Work item
Print exactly the lines below between the line containing "white cloud, then" and the line containing "target | girl's hand", counting both of those lines. Leave pictures out.

Stored data entries

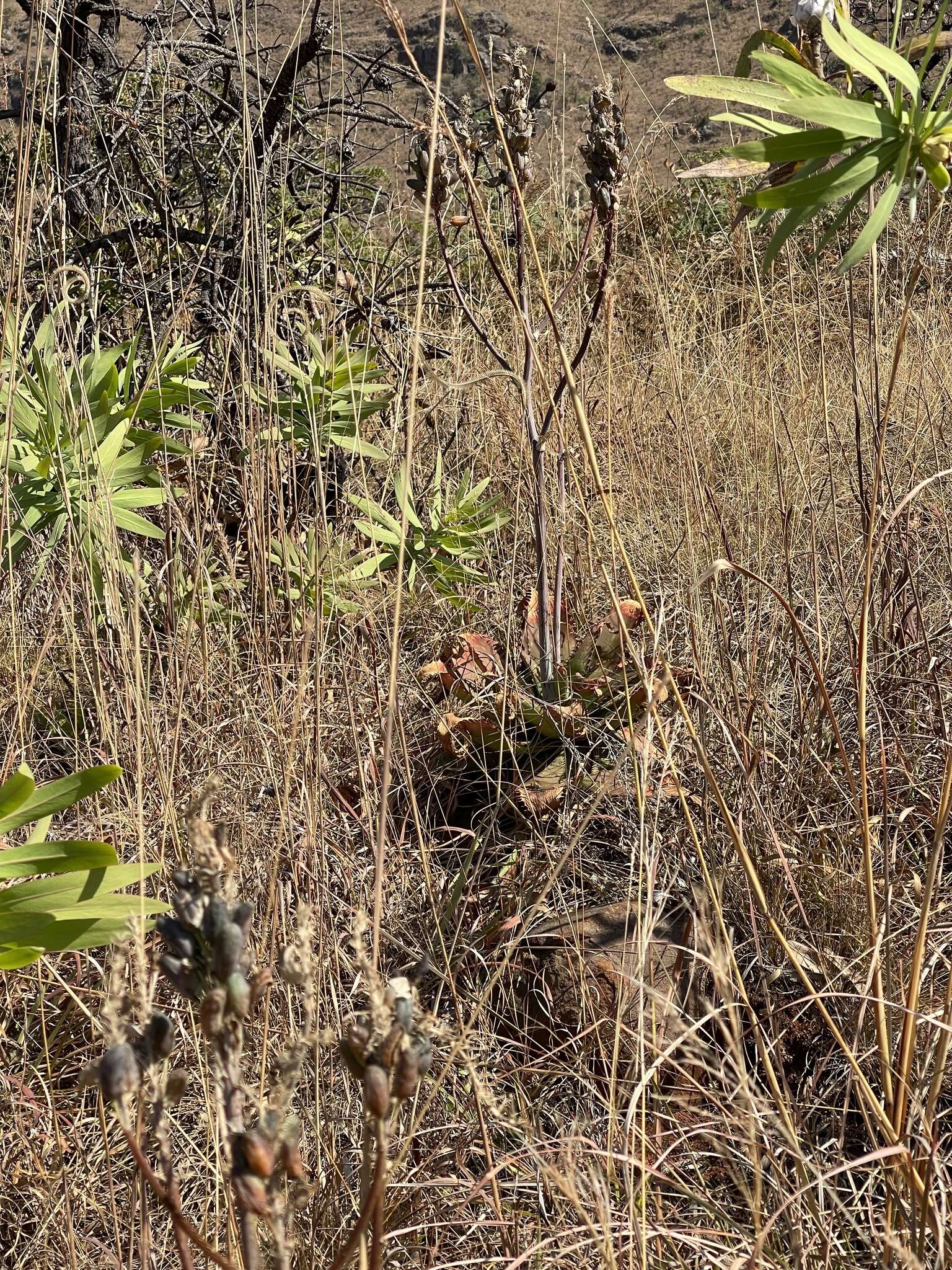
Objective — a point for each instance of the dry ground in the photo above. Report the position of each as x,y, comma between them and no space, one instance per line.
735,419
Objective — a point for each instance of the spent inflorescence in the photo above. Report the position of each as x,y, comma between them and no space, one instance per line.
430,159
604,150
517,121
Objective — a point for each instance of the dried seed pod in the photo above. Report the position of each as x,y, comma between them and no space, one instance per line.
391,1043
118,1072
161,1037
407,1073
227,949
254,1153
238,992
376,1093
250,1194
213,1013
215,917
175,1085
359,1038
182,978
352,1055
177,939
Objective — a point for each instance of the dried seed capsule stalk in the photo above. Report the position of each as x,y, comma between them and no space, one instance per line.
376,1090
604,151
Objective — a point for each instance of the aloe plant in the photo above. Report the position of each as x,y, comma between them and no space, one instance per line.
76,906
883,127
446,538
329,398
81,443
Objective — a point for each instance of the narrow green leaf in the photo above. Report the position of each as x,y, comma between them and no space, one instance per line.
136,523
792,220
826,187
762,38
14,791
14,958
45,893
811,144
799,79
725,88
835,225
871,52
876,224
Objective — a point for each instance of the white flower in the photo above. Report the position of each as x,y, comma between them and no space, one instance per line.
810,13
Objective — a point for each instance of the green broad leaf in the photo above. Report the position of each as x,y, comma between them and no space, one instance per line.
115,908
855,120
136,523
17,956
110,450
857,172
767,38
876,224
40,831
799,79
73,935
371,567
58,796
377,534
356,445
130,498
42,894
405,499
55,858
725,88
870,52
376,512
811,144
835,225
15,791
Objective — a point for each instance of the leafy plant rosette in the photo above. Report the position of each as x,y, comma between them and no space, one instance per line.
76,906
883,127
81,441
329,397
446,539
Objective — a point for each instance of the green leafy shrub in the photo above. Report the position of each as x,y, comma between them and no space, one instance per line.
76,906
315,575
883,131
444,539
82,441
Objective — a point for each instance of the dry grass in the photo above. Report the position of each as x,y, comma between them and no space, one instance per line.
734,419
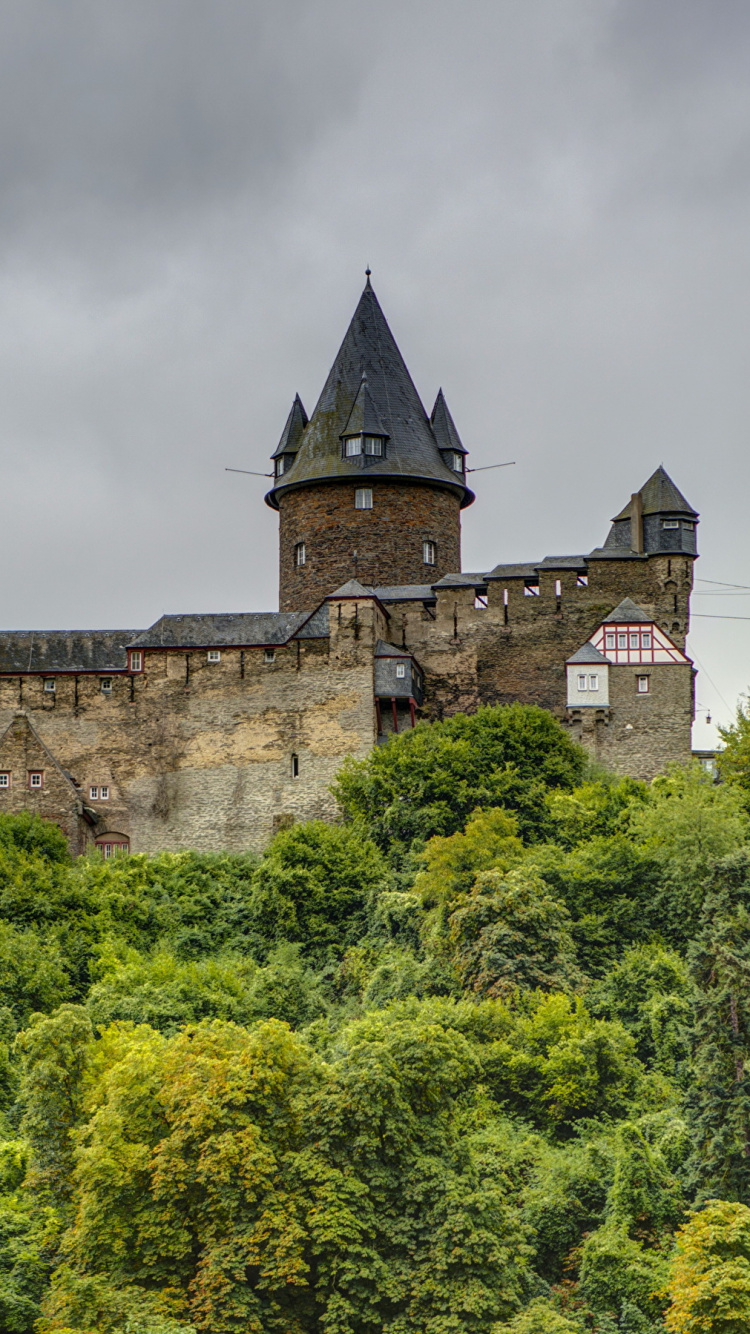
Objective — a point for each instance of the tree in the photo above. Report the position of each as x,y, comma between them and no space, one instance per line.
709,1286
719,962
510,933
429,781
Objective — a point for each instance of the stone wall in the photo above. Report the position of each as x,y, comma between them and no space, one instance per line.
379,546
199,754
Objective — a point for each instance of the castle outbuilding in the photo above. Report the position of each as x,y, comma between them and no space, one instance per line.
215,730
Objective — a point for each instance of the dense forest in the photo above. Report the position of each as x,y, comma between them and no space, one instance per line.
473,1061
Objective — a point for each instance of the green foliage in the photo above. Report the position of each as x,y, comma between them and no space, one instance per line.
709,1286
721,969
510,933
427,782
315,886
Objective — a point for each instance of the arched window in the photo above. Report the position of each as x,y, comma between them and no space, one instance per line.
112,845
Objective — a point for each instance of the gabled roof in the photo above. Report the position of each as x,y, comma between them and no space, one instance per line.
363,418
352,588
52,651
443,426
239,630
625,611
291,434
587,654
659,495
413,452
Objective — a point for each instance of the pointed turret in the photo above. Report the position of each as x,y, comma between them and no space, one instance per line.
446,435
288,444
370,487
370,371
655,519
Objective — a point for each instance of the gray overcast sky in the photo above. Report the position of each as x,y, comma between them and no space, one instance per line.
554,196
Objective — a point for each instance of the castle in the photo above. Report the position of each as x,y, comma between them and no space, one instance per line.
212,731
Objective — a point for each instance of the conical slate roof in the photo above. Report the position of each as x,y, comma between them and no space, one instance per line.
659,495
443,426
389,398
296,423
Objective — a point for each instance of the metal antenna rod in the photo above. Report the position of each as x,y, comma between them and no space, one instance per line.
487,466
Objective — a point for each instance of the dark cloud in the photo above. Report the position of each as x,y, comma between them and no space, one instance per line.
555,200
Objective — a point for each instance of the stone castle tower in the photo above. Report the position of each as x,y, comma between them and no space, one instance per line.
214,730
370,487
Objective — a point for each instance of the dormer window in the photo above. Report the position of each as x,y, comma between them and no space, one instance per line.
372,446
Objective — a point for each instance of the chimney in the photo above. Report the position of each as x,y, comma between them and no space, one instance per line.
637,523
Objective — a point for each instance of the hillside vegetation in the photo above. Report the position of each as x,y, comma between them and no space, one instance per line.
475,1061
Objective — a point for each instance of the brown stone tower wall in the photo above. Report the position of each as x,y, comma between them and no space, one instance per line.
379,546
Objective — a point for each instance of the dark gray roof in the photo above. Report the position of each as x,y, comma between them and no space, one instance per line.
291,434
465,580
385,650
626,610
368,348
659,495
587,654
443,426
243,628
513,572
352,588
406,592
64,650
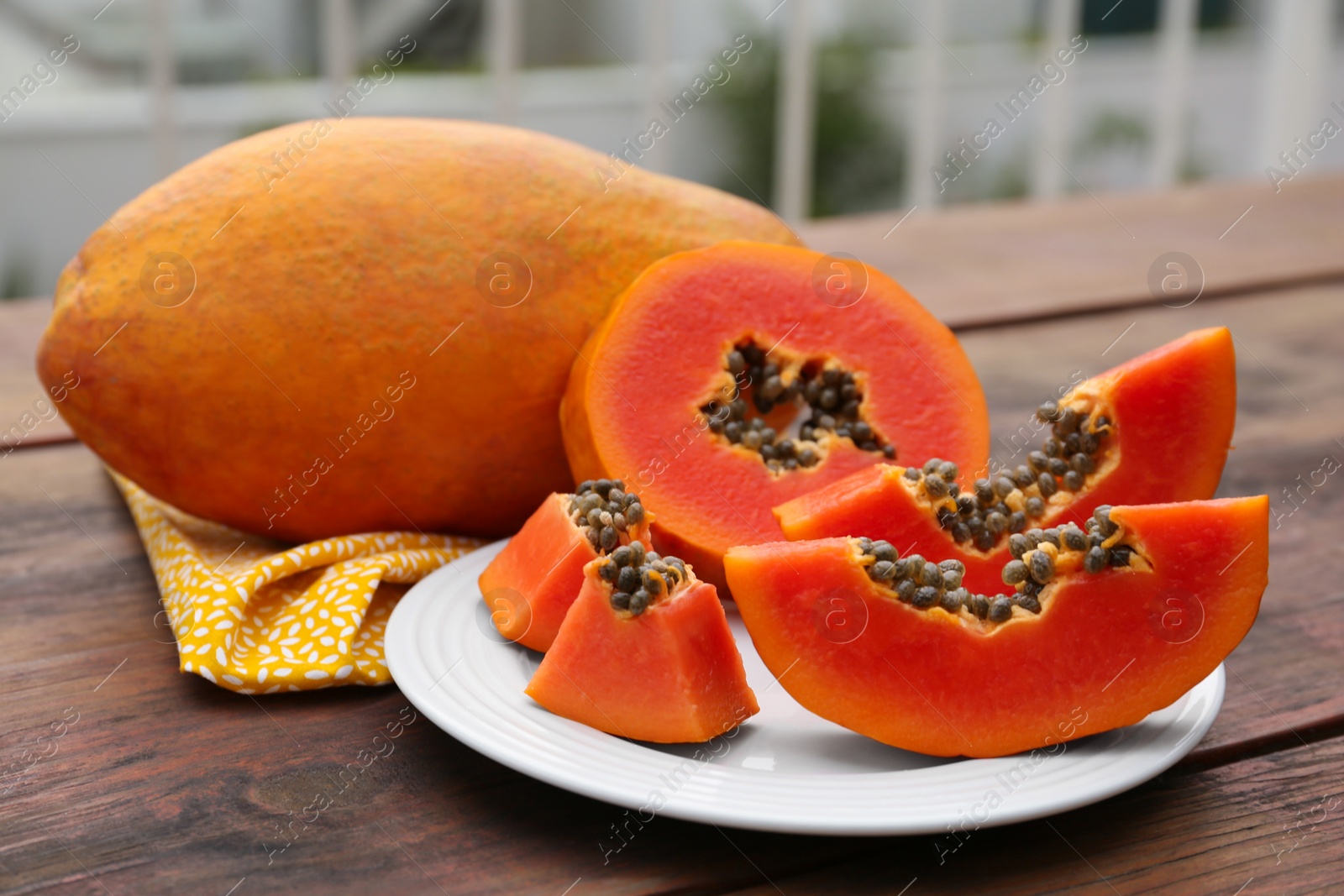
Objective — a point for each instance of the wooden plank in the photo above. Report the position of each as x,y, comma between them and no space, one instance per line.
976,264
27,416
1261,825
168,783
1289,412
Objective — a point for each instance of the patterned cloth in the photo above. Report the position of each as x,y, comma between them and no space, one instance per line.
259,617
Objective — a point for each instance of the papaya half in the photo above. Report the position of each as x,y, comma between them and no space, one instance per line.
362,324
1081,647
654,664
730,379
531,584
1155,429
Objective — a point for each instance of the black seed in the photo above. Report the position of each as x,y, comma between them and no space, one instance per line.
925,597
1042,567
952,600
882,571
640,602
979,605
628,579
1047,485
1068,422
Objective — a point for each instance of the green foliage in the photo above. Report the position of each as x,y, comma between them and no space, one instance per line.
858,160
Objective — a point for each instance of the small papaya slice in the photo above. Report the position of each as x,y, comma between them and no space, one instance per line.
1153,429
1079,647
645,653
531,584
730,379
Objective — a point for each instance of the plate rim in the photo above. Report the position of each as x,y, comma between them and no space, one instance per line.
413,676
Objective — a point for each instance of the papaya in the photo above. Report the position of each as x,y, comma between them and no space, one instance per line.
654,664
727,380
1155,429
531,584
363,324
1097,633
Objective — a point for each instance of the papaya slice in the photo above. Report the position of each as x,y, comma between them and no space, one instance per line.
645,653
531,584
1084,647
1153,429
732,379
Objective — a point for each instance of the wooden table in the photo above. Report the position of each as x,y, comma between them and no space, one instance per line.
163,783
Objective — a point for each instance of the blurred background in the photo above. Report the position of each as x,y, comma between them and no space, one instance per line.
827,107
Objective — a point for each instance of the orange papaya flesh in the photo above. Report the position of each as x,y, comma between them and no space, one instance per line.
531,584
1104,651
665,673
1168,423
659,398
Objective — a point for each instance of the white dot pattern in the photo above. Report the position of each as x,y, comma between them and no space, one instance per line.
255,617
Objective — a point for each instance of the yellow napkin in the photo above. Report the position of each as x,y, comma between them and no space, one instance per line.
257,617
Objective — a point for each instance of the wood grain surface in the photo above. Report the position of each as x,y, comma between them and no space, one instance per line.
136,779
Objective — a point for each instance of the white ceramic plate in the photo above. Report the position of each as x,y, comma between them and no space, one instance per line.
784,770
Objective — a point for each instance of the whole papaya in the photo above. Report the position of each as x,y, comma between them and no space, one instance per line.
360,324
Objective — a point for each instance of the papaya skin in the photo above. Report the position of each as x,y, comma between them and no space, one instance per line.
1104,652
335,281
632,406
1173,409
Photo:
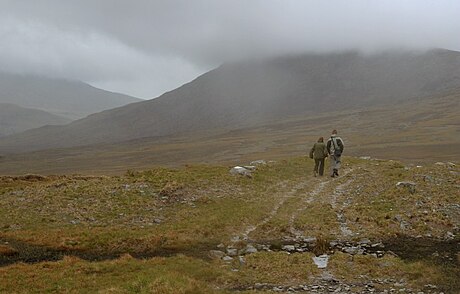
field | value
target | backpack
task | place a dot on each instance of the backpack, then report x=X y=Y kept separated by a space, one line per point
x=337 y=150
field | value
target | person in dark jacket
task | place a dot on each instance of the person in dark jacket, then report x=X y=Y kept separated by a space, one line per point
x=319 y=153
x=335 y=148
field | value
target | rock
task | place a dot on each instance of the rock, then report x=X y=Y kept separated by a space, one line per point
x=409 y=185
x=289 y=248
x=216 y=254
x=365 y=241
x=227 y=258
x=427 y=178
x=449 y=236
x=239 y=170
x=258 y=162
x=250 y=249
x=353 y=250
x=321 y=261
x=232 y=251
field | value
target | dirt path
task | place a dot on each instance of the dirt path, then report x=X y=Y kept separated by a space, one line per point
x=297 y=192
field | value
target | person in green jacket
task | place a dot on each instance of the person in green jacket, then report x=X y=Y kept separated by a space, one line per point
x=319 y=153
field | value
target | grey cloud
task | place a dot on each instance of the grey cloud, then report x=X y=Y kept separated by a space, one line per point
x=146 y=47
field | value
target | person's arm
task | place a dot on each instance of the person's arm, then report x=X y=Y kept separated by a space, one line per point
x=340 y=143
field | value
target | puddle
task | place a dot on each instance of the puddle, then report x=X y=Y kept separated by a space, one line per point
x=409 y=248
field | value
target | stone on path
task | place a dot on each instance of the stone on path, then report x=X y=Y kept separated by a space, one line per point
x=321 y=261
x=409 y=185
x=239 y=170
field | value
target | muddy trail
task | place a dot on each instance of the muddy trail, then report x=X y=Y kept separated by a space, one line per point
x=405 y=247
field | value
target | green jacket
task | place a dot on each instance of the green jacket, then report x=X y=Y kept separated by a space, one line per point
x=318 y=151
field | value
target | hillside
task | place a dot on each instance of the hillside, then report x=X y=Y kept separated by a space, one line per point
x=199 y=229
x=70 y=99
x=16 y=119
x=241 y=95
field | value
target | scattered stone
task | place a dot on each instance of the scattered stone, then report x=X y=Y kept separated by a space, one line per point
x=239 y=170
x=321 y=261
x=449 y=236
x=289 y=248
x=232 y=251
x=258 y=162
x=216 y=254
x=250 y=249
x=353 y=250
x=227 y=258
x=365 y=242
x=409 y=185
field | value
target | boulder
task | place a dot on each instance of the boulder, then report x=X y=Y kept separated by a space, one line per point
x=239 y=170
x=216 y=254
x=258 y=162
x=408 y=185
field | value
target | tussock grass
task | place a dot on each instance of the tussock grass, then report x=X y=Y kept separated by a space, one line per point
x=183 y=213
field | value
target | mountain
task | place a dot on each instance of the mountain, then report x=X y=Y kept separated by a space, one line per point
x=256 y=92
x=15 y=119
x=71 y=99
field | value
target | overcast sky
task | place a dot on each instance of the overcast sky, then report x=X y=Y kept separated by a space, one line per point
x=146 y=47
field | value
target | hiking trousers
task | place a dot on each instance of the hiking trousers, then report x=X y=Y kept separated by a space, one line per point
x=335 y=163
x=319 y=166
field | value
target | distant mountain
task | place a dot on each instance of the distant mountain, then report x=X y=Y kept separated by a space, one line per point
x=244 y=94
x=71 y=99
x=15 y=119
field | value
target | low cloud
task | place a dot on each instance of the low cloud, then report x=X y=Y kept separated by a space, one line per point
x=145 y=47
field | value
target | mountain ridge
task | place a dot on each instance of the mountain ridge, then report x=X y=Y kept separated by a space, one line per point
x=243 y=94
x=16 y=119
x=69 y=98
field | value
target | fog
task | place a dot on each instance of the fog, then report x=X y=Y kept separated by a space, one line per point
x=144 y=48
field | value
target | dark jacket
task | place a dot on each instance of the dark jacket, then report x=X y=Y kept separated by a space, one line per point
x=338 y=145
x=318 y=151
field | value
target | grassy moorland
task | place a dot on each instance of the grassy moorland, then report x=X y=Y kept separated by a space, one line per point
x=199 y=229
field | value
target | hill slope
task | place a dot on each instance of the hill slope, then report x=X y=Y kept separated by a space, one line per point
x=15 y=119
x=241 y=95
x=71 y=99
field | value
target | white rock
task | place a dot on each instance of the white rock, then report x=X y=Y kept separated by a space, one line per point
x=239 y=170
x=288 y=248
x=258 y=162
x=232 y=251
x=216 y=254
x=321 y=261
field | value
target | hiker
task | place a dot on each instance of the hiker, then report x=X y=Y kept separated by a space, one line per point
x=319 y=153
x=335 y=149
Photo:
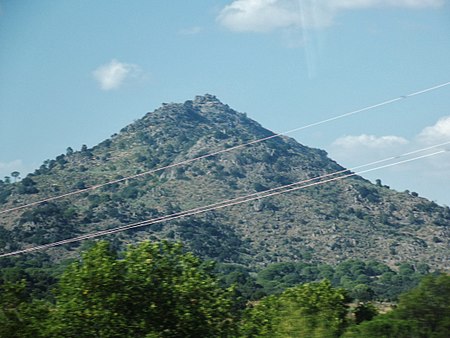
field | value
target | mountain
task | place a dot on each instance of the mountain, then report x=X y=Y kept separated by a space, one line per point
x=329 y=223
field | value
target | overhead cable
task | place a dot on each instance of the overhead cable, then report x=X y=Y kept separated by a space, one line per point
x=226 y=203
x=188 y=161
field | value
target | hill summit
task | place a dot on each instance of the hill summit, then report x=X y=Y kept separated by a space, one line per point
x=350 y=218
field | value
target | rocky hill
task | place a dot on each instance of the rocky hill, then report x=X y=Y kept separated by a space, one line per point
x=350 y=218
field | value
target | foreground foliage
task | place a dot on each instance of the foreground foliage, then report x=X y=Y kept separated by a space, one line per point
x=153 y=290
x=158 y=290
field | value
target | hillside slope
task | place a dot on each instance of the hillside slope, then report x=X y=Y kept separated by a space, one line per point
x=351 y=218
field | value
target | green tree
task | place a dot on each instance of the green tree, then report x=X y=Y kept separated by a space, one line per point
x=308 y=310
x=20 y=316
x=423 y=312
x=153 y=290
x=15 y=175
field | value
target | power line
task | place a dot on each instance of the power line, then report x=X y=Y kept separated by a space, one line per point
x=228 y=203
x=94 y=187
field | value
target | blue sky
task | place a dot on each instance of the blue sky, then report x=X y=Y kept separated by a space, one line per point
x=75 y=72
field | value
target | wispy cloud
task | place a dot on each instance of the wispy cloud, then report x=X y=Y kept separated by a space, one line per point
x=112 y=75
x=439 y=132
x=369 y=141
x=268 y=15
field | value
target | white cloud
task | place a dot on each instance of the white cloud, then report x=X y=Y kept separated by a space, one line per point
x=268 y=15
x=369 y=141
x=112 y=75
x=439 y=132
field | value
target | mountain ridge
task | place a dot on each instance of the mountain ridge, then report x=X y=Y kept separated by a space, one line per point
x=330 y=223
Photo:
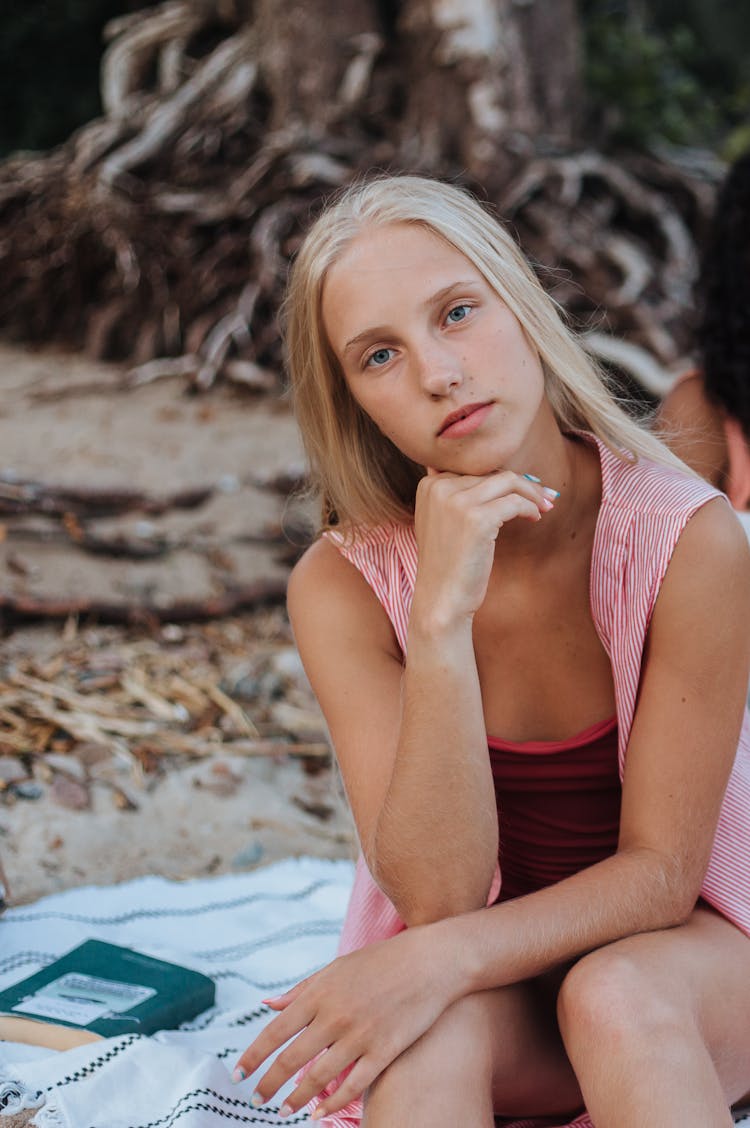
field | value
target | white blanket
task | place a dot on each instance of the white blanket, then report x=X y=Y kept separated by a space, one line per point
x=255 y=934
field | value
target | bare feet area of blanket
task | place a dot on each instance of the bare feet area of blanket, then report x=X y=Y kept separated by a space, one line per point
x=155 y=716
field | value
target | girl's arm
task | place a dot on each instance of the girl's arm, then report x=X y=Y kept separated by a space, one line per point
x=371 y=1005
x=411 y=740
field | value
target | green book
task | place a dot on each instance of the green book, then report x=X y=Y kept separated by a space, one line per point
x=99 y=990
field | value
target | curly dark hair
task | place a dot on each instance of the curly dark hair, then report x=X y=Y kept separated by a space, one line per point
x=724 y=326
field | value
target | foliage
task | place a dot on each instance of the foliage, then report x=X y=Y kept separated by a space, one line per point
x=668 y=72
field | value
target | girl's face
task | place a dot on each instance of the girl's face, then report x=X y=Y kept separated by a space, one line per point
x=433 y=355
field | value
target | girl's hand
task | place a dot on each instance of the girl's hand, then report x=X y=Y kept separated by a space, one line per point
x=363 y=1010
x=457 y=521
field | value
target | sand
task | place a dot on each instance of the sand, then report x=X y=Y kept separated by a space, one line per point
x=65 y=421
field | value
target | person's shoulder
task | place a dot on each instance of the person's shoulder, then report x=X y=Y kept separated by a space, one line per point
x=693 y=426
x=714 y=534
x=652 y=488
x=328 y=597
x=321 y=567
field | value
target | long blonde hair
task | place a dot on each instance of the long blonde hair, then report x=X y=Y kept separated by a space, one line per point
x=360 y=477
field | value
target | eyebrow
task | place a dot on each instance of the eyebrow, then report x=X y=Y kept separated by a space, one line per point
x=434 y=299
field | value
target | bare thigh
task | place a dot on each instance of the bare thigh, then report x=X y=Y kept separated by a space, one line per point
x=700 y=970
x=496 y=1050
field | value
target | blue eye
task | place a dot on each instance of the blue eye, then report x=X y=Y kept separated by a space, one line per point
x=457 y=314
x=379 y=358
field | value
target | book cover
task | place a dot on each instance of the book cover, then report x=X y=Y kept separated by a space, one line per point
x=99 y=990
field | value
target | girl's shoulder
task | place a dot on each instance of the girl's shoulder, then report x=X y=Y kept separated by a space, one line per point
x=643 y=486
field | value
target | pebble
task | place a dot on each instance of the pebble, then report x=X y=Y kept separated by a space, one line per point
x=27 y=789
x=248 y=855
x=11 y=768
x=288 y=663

Solved problem
task | place a dot on each instance of the white cloud, then report x=X y=Y kept separated by a space, one line per point
x=268 y=15
x=369 y=141
x=112 y=75
x=439 y=132
field | value
target | mountain ridge
task | place a dot on each instance of the mountain ridge, then report x=X y=Y kept separated by a space, one line per point
x=330 y=223
Photo:
field | value
target | white blanket
task | place a dot on each instance of the white blanket, then report x=X y=Y kept separated by a space, one line per point
x=255 y=934
field | value
target | bare feet area of blanket
task | place a dot on each instance of the bare feet area of blanket, then report x=X y=Y kept separated by a space, one line per point
x=155 y=716
field | value
target | girl's arm
task | place a dot on each instance of the girl's arm, then report x=X y=Y kept separated by a space, one line per point
x=371 y=1005
x=411 y=740
field | value
target | green book
task | place a dot on each instance of the green book, then report x=X y=Y kept separated by a space, one line per point
x=99 y=990
field | value
target | curly dark hair
task | place a dot on each instance of the curly dark hair, then report x=X y=Y kept separated by a space, one line per point
x=724 y=326
field | value
target | foliage
task | place a dot on each instance of the foliage, then report x=X y=Y kept separated by a space, one line per point
x=668 y=72
field | value
target | girl's face
task | place a dot on each instance of the girl's face, then report x=X y=Y kept separated by a space, one line per point
x=433 y=355
field | value
target | girl's hand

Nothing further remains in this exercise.